== Extrait choisi ==
+-------+

L' actu
du SNEA
Résumé : Une école de musique associative du Doubs a pour habitude de recruter ses nouveaux enseignants en CDD d’un an, puis de renouveler le contrat en CDI si le salarié donne satisfaction. Le CDD fait ainsi office de « période d’essai » prolongée. Cette pratique est illégale et donne lieu à la requalification du contrat en CDI, comme l’a rappelé le conseil de prud’hommes de Montbéliard dans un jugement du 14 octobre 2021.
En juin 2020, un enseignant de cette école, que nous appellerons B., embauché selon un CDD à temps partiel du 2 septembre 2019 au 31 août 2020, apprend que sa collaboratinon avec l’école ne se poursuivra pas au-delà du 31 août 2021. Il rappelle à son employeur que, son CDD ne comportant pas de définition précise de son motif, celui-ci devait être considéré comme un CDI (c. trav. art. L.1242-1 et L.1242-2). Il lui est répondu que le contrat est tout à fait conforme.

+-------+

== Données fournies ==
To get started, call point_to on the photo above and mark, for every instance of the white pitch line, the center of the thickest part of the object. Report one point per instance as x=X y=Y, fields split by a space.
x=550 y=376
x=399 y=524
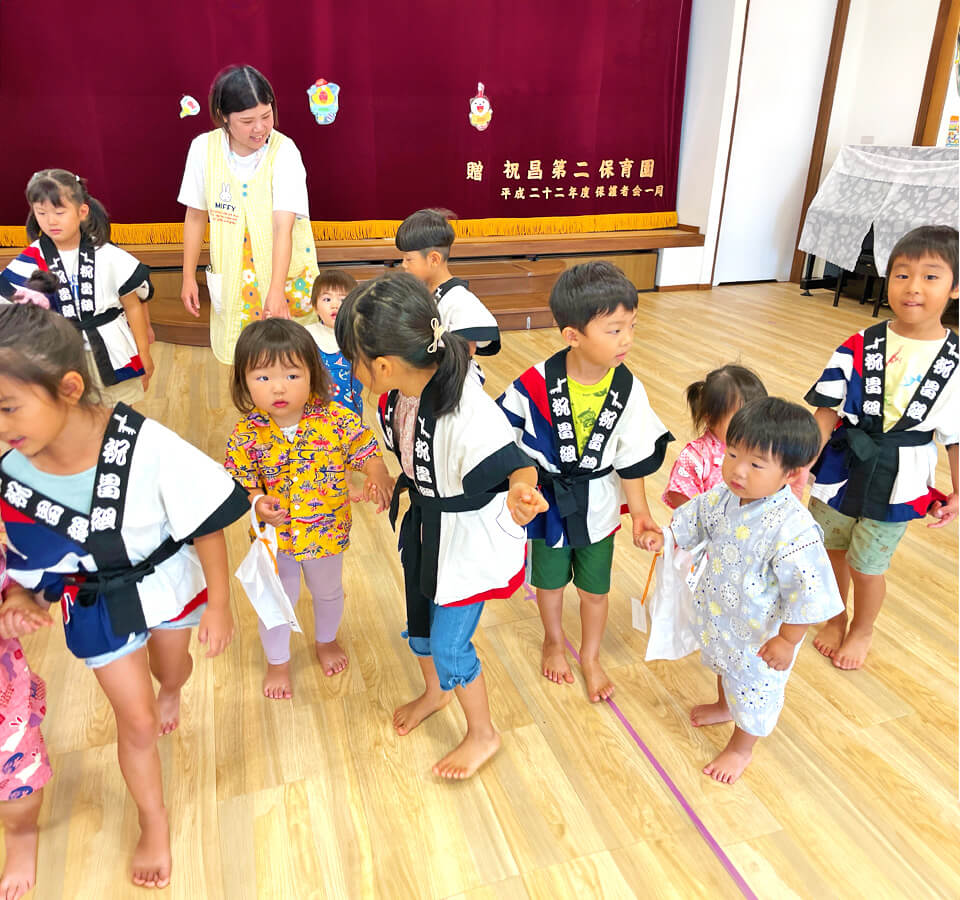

+-------+

== Exercice ==
Reprenez l'article sur l'école de musique du Doubs et poursuivez-le après sa dernière phrase. Les lignes constituent un contenu à part, indépendant de l'article sur l'école de musique.

== Votre réponse ==
B. initie dès le 22 juin une médiation par l’intermédiaire de la Fédération musicale de Franche-Comté, avec le soutien et en présence de son syndicat (le SNEA), suite à laquelle B. offre à son employeur l’alternative suivante : la poursuite du CDI ou une rupture conventionnelle. L’association reste sur sa position et considère qu’il s’agit d’une fin de CDD ; elle justifie ce non-renouvellement par le fait que « le travail de [B.] au sein de l’école de musique n’a pas permis à l’association d’apprécier le rayonnement de l’enseignement prodigué par [B.] compte-tenu de ses nombreuses absences » (dues à des arrêts maladie et aux confinements) – confirmant ainsi qu’elle a recours au CDD en guise de période d’essai.
Avec l’aide du SNEA et d’un défenseur syndical UNSA, B. fait valoir ses droits au conseil de prud’hommes de Montbéliard.
Le conseil de prud’hommes confirme que « l’un des motifs prévus à l’art. L.1242-2 doit nécessairement figurer dans le contrat conclu avec le salarié. La mention écrite du motif est obligatoire et ne peut pas être compensée par la connaissance que le salarié peut avoir de ce motif ni même par sa réalité. »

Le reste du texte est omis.